STATED TASK:
Count the lines in the data below that contain the word "nose", and reply with the number alone.

RECORD LIST:
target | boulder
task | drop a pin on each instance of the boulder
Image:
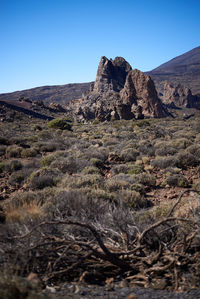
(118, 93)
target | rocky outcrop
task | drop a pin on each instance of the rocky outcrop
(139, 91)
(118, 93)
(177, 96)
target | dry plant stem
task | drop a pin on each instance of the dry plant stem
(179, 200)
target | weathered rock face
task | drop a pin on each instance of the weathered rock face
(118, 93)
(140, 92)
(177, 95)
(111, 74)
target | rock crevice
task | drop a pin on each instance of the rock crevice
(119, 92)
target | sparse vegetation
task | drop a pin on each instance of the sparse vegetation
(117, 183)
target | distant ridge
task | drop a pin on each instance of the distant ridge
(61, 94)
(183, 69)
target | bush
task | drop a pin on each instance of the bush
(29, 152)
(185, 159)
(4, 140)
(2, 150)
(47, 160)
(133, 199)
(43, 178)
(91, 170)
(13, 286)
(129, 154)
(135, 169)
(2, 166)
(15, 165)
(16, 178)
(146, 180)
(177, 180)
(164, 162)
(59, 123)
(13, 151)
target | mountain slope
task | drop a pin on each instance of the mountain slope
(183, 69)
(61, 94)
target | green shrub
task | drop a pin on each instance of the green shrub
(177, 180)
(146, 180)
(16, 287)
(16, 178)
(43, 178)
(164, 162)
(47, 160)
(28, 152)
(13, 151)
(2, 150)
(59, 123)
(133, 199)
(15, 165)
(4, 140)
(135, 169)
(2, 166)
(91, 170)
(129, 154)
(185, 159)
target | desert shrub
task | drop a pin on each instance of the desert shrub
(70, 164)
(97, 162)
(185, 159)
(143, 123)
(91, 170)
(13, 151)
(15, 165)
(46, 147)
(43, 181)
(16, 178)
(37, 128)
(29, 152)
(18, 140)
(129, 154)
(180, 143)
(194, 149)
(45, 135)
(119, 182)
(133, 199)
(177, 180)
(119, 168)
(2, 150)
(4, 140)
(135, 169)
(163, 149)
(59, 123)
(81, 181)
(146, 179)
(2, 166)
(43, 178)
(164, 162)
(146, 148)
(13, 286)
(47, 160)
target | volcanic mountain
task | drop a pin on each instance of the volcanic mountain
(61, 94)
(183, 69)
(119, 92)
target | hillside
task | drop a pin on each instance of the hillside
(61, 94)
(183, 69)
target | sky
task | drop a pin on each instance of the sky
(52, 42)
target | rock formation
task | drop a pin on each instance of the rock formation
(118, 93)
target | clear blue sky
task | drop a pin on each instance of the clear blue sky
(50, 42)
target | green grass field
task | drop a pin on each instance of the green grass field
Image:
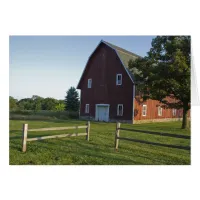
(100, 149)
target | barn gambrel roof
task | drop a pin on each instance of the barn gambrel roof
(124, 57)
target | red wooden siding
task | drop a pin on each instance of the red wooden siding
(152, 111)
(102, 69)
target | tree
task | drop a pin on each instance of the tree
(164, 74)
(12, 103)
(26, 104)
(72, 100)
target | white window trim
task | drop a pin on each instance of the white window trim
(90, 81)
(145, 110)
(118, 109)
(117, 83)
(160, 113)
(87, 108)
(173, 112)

...

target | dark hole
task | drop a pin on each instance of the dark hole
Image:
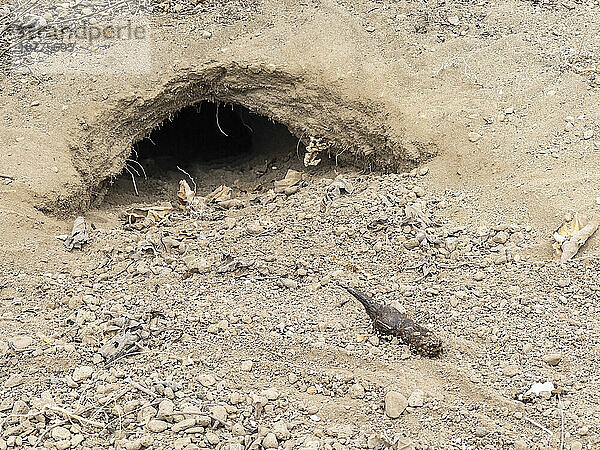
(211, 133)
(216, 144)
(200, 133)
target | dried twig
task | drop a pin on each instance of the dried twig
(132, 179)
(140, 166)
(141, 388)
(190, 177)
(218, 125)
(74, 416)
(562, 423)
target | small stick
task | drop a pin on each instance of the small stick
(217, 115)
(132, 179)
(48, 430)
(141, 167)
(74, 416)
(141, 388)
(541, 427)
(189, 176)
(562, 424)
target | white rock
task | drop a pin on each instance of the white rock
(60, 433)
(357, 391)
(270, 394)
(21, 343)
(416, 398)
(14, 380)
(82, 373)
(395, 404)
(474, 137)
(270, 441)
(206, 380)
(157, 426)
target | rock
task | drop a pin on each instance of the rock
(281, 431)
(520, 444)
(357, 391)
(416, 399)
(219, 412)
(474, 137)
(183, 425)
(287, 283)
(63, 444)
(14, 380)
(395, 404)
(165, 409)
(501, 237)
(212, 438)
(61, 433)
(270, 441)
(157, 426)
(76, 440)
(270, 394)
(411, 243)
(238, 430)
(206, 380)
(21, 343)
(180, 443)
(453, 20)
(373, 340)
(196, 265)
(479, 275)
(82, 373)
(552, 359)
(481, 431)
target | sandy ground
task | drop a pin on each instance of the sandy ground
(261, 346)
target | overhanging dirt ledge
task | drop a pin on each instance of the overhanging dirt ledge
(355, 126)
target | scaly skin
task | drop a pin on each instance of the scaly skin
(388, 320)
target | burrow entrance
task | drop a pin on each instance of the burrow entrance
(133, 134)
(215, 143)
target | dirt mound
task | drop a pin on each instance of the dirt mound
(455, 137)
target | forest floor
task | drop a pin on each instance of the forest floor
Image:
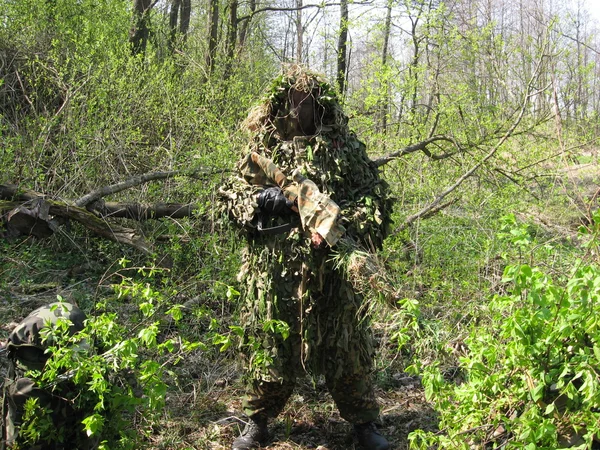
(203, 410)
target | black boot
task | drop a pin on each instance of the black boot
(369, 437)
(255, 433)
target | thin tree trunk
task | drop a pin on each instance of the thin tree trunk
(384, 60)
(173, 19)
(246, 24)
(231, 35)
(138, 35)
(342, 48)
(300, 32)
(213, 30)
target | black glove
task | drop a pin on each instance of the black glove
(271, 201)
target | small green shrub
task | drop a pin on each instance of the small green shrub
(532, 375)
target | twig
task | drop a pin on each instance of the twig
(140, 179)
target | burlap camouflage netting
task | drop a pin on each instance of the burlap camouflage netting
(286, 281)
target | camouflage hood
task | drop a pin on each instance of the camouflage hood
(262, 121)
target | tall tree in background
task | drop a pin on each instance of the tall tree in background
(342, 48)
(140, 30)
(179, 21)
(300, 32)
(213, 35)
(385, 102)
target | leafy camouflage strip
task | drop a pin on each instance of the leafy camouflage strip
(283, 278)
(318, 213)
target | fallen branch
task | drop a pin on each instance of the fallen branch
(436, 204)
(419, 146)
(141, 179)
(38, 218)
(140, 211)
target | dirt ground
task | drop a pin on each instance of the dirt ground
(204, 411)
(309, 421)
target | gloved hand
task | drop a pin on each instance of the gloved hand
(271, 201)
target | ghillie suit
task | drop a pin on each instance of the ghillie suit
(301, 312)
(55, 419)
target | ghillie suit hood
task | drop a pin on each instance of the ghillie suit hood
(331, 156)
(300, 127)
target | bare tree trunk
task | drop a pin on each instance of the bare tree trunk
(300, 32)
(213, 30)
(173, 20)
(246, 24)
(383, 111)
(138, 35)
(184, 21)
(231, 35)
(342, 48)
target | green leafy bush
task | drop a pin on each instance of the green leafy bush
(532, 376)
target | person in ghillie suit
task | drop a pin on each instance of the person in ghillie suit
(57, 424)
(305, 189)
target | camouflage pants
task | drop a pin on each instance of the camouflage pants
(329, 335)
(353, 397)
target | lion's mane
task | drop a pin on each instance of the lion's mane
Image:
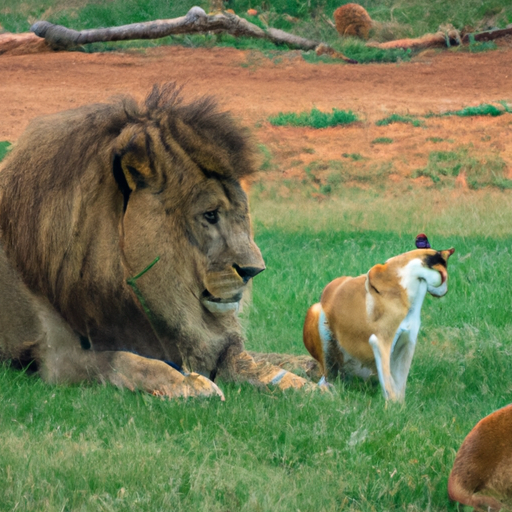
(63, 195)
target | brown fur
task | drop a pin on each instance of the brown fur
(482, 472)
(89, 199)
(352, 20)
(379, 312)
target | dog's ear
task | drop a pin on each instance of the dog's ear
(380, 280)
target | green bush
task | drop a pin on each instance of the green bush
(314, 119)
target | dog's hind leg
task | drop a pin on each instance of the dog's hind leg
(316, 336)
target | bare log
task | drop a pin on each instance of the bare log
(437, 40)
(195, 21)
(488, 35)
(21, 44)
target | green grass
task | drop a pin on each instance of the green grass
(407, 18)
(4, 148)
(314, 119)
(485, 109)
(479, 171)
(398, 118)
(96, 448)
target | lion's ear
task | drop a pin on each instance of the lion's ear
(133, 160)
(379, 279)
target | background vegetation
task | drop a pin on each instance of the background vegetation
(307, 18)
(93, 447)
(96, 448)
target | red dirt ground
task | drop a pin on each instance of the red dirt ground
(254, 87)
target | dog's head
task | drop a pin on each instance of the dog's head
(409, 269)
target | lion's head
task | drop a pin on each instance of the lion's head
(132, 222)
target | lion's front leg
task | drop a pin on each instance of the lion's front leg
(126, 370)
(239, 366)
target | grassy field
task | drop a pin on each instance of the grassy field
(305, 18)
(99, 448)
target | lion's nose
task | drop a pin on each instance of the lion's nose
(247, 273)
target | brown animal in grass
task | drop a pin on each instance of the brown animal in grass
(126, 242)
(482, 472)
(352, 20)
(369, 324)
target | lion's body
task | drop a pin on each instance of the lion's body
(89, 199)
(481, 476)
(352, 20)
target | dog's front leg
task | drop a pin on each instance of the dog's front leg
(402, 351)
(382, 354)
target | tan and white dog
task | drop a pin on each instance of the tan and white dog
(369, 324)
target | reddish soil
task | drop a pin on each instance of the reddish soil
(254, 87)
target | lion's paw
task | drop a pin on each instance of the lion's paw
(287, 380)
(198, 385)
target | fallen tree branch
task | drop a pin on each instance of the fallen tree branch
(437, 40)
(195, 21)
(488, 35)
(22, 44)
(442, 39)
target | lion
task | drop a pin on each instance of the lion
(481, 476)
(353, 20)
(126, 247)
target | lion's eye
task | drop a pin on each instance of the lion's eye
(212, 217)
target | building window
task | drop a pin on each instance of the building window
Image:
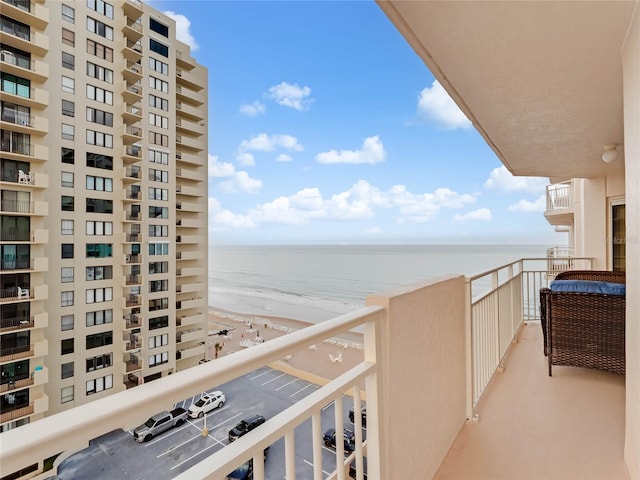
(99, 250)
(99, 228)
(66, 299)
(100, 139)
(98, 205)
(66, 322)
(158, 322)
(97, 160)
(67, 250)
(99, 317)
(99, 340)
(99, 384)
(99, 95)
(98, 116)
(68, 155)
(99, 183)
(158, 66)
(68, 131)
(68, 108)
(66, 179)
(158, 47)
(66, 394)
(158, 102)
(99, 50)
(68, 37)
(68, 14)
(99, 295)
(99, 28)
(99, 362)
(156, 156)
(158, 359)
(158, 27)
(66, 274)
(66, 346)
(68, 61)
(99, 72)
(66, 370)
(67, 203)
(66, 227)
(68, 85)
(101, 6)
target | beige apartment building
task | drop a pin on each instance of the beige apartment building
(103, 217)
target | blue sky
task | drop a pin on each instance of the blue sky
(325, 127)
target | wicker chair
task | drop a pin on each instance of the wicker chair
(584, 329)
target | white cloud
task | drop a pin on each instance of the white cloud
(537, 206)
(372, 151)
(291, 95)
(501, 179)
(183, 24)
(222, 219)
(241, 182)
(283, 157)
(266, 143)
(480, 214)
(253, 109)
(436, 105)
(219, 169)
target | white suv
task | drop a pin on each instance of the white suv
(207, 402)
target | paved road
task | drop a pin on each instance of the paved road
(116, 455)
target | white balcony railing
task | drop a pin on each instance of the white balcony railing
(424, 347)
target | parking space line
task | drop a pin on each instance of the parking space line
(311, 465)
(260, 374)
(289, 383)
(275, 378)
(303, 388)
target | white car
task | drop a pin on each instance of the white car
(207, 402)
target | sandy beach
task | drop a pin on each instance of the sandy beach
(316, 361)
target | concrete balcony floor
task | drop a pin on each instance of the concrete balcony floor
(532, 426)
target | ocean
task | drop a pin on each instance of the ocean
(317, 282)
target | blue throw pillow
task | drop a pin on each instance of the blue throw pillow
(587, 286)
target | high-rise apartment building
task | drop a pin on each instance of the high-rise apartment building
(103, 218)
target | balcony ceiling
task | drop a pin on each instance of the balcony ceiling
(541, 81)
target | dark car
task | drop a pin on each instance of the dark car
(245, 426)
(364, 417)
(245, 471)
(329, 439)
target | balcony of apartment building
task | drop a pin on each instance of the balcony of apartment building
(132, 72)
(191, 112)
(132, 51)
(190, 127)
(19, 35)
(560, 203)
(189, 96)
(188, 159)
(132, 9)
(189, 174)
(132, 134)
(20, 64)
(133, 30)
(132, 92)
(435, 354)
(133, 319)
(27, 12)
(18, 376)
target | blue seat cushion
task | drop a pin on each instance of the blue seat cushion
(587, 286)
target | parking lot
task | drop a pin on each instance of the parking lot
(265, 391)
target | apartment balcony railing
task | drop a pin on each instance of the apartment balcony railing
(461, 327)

OUTPUT FOR THIS EXERCISE:
2